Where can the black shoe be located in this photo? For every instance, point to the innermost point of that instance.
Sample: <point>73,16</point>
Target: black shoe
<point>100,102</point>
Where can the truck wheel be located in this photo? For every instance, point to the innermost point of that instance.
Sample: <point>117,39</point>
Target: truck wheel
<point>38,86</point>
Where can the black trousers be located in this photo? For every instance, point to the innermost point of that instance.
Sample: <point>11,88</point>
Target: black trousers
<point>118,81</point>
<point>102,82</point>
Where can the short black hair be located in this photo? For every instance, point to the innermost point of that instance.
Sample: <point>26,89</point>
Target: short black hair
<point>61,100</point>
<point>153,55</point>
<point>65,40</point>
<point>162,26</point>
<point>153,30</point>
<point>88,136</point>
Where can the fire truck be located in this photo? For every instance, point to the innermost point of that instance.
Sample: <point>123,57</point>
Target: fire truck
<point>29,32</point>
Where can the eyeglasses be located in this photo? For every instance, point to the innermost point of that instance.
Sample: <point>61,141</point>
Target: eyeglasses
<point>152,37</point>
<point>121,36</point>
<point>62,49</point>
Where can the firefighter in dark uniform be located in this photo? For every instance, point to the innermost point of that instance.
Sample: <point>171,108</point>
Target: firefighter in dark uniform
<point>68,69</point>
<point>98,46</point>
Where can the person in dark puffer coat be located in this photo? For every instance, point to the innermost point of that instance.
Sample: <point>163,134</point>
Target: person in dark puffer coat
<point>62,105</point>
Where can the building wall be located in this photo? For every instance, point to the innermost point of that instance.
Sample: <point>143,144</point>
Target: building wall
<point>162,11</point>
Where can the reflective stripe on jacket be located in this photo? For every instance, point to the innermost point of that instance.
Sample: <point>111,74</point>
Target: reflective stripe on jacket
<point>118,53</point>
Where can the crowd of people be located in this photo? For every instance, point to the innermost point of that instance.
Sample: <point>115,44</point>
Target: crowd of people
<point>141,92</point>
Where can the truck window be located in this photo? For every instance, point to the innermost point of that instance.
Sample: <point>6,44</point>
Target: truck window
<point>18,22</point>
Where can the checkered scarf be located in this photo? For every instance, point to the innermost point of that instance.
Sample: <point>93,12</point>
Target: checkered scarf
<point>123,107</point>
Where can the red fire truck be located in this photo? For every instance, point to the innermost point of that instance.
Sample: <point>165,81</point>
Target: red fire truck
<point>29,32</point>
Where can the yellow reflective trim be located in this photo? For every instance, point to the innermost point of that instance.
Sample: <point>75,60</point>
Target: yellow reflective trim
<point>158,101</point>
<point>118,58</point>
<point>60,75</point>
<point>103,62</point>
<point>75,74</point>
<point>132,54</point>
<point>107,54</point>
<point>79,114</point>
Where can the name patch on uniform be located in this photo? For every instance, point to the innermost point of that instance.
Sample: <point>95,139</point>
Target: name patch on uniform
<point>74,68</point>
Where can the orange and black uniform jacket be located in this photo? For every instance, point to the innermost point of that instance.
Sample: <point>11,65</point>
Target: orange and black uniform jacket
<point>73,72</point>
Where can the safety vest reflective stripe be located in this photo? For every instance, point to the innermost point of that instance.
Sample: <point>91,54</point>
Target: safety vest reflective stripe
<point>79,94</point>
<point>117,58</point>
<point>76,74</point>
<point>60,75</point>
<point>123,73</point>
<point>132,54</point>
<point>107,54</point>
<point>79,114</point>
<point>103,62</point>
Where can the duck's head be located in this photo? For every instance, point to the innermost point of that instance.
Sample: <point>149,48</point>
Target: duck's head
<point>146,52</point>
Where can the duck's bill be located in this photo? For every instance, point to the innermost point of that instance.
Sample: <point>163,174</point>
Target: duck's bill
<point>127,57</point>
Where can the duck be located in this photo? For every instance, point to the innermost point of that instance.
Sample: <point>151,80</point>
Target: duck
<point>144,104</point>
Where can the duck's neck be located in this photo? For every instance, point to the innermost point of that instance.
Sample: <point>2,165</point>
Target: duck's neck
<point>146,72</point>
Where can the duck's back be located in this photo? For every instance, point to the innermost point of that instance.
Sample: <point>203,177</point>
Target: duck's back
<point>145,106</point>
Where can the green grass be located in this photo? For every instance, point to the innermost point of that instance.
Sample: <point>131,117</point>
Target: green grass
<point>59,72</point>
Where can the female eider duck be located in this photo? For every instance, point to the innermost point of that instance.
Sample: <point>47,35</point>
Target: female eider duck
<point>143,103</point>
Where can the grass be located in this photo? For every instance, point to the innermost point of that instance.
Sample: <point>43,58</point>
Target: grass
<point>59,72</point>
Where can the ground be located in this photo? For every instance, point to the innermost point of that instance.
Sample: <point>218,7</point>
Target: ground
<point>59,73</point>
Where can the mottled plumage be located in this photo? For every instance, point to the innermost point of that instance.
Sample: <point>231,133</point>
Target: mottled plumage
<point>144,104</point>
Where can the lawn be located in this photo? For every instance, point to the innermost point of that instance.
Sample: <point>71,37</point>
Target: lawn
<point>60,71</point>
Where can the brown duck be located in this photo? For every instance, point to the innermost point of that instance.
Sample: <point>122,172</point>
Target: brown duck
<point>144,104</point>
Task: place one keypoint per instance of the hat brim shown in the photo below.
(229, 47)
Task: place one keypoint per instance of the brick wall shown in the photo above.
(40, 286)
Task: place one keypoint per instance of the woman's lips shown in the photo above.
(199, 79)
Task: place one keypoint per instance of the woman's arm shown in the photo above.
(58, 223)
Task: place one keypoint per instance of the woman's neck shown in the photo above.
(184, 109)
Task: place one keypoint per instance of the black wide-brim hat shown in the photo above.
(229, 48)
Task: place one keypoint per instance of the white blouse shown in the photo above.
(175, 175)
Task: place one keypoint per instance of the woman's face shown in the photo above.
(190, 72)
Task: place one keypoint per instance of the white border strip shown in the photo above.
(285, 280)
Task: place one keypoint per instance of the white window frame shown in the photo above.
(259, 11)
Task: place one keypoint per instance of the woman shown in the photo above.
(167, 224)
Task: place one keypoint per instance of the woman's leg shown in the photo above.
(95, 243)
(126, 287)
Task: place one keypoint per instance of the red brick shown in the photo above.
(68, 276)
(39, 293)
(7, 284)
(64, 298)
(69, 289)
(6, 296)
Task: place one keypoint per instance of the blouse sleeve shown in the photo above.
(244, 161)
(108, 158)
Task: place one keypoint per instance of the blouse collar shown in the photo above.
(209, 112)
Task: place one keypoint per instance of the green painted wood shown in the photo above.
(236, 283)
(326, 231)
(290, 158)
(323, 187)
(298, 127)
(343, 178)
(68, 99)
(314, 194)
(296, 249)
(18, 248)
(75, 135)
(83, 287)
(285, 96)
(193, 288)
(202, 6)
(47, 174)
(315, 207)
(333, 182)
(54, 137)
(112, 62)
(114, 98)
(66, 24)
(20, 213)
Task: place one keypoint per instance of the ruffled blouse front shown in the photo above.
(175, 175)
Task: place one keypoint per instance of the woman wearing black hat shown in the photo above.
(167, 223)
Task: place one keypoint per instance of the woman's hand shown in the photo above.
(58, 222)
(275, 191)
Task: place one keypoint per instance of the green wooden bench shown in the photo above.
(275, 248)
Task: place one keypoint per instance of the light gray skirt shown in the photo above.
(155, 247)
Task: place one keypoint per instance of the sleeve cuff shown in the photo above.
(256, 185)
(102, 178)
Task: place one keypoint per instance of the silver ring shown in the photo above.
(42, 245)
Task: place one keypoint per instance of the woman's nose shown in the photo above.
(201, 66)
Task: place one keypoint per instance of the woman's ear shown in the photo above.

########################################

## DIRECTIONS FOR THIS TASK
Transcribe all of the material above with complete accuracy.

## EXERCISE OUTPUT
Where can the black shoe be located in this photo? For every instance, point to the innermost point of that instance.
Sample: <point>73,16</point>
Target: black shoe
<point>100,102</point>
Where can the truck wheel be located in this photo? For every instance, point to the innermost point of that instance.
Sample: <point>117,39</point>
Target: truck wheel
<point>38,86</point>
Where can the black trousers be located in this photo? For every instance, point to the innermost point of that instance.
Sample: <point>11,88</point>
Target: black trousers
<point>118,81</point>
<point>102,82</point>
Where can the short black hair be located in this photo? For every instance, point to the innermost point of that instance.
Sample: <point>26,89</point>
Target: short black hair
<point>61,100</point>
<point>153,55</point>
<point>65,40</point>
<point>162,26</point>
<point>153,30</point>
<point>88,136</point>
Where can the fire truck be located in this photo? For every instance, point to the innermost point of that instance.
Sample: <point>123,57</point>
Target: fire truck
<point>29,32</point>
Where can the eyeglasses be located in this photo? For every instance, point to the innermost point of that instance.
Sample: <point>61,141</point>
Target: eyeglasses
<point>152,37</point>
<point>121,36</point>
<point>62,49</point>
Where can the firefighter in dark uniform be located in this photo? For every instance, point to the innermost point of that instance.
Sample: <point>171,108</point>
Target: firefighter in dark uniform
<point>68,69</point>
<point>98,46</point>
Where can the person in dark puffer coat be located in this photo? For every instance, point to the innermost point of that instance.
Sample: <point>163,134</point>
Target: person in dark puffer coat
<point>62,105</point>
Where can the building wall be located in this photo? For every instance, point to the innermost point of that instance.
Sample: <point>143,144</point>
Target: building wall
<point>162,11</point>
Where can the reflective stripe on jacket be located in this photo? For every instance, point to the innermost point of that instance.
Sample: <point>111,74</point>
Target: reflective stripe on jacket
<point>118,53</point>
Where can the crowd of people be located in this photo? For every instance, point to the innermost point of that instance.
Sample: <point>115,44</point>
Target: crowd of people
<point>141,92</point>
Where can the truck window be located in this photo? For every instance, point to the innermost point of that instance.
Sample: <point>6,44</point>
Target: truck window
<point>18,22</point>
Where can the checkered scarf be located in this photo? For every instance, point to the innermost point of that instance.
Sample: <point>93,12</point>
Target: checkered scarf
<point>123,107</point>
Where can the red fire truck be located in this photo? For every instance, point to the innermost point of that instance.
Sample: <point>165,81</point>
Target: red fire truck
<point>29,32</point>
Where can the yellow reflective trim be located in this photo? For every instance, point to the innermost point of that instance.
Sample: <point>75,60</point>
Target: yellow reflective trim
<point>158,101</point>
<point>118,58</point>
<point>60,75</point>
<point>103,62</point>
<point>75,74</point>
<point>132,54</point>
<point>107,54</point>
<point>79,114</point>
Where can the name patch on uniform be located in this photo? For every instance, point to the innermost point of that instance.
Sample: <point>95,139</point>
Target: name patch on uniform
<point>74,68</point>
Where can the orange and black uniform jacket be located in this photo? For every instance, point to the innermost point of that instance.
Sample: <point>11,65</point>
Target: orange and black uniform jacket
<point>73,72</point>
Where can the safety vest reflective stripe be located in this photo? For every instance, point to the innermost point of that instance.
Sample: <point>91,54</point>
Target: safety vest reflective stripe
<point>79,94</point>
<point>117,58</point>
<point>76,74</point>
<point>60,75</point>
<point>123,73</point>
<point>132,54</point>
<point>107,54</point>
<point>79,114</point>
<point>103,62</point>
Where can the duck's head be located in this photo? For every instance, point to the innermost point of that instance.
Sample: <point>149,48</point>
Target: duck's head
<point>146,52</point>
Where can the duck's bill be located in this photo? For every instance, point to the innermost point of that instance.
Sample: <point>163,174</point>
Target: duck's bill
<point>127,57</point>
Where can the duck be located in this photo? For every instance, point to the innermost point of that instance.
Sample: <point>151,80</point>
Target: duck
<point>144,104</point>
Where can the duck's neck be located in this photo? For every instance, point to the innermost point of that instance.
Sample: <point>2,165</point>
Target: duck's neck
<point>146,72</point>
Where can the duck's back be located in this photo? For every instance, point to the innermost point of that instance.
Sample: <point>203,177</point>
Target: duck's back
<point>145,106</point>
Where can the green grass be located in this photo? For every instance, point to the innermost point of that instance.
Sample: <point>131,117</point>
Target: green grass
<point>59,72</point>
Where can the female eider duck be located in this photo? For every instance, point to the innermost point of that instance.
Sample: <point>47,35</point>
Target: female eider duck
<point>143,103</point>
Where can the grass be located in this photo? For every instance, point to the innermost point of that instance.
Sample: <point>43,58</point>
Target: grass
<point>59,72</point>
Where can the ground be located in this photo? For every instance, point to the innermost point of that instance.
Sample: <point>218,7</point>
Target: ground
<point>59,73</point>
Where can the mottled plumage be located in this photo? For every instance, point to the innermost point of that instance.
Sample: <point>231,133</point>
Target: mottled plumage
<point>144,104</point>
Where can the lawn be located in this photo? For every instance, point to the innermost point of that instance.
Sample: <point>71,37</point>
Target: lawn
<point>60,71</point>
Where can the brown duck be located in this photo? For every instance, point to the innermost point of that instance.
Sample: <point>122,172</point>
Target: brown duck
<point>144,104</point>
Task: place one keypoint per instance of the hat brim shown in the photo below.
(229, 47)
Task: place one keypoint per instance of the brick wall shown in the photo above.
(40, 286)
Task: place one keypoint per instance of the woman's lips shown in the photo above.
(199, 79)
Task: place one keypoint per instance of the woman's arm shown in the photo above.
(58, 223)
Task: place one keypoint per instance of the woman's neck shown in the photo above.
(184, 109)
Task: place one keypoint per instance of the black wide-brim hat shown in the photo above.
(229, 48)
Task: place one keypoint per instance of the white blouse shown in the photo above.
(175, 175)
Task: place one keypoint per instance of the woman's face shown in the photo above.
(190, 72)
Task: place one keypoint per instance of the white border strip shown in the photo above.
(285, 280)
Task: place one keypoint per instance of the white window frame shown in the photo above.
(259, 11)
Task: place one keypoint per instance of the woman shown in the photo above.
(167, 224)
Task: place one keypoint per instance of the woman's leg shown in the photo above.
(95, 243)
(126, 287)
Task: place one keypoint per instance of the red brick shown in the photo above.
(68, 276)
(39, 293)
(7, 284)
(64, 298)
(69, 289)
(6, 296)
Task: place one keypoint per instance of the blouse sleeve shown in the photo above.
(244, 161)
(108, 158)
Task: place one keypoint per instance of the blouse collar shown in the photo above.
(209, 112)
Task: place one keypoint per instance of the green painted wood shown in the photo above.
(236, 283)
(326, 231)
(290, 158)
(323, 187)
(298, 127)
(343, 178)
(68, 99)
(314, 194)
(296, 249)
(18, 248)
(75, 135)
(83, 287)
(285, 96)
(193, 288)
(202, 6)
(47, 174)
(315, 207)
(333, 182)
(54, 137)
(112, 62)
(114, 98)
(66, 24)
(20, 213)
Task: place one keypoint per instance of the ruffled blouse front shown in the photo above.
(175, 175)
Task: place one keypoint per instance of the woman wearing black hat shown in the photo above.
(167, 223)
Task: place one keypoint per instance of the woman's hand shown in the photo above.
(58, 222)
(275, 191)
Task: place one keypoint per instance of the green wooden bench shown in the photo above.
(275, 248)
Task: place one keypoint per instance of the light gray skirt shown in the photo above.
(155, 247)
Task: place one keypoint per instance of the sleeve cuff shown in the photo above.
(256, 185)
(102, 178)
Task: place one keypoint per instance of the silver ring shown in the photo above.
(42, 245)
Task: place one keypoint per instance of the woman's nose shown in the photo above.
(201, 66)
Task: place one keypoint per instance of the woman's ear shown in the photo above.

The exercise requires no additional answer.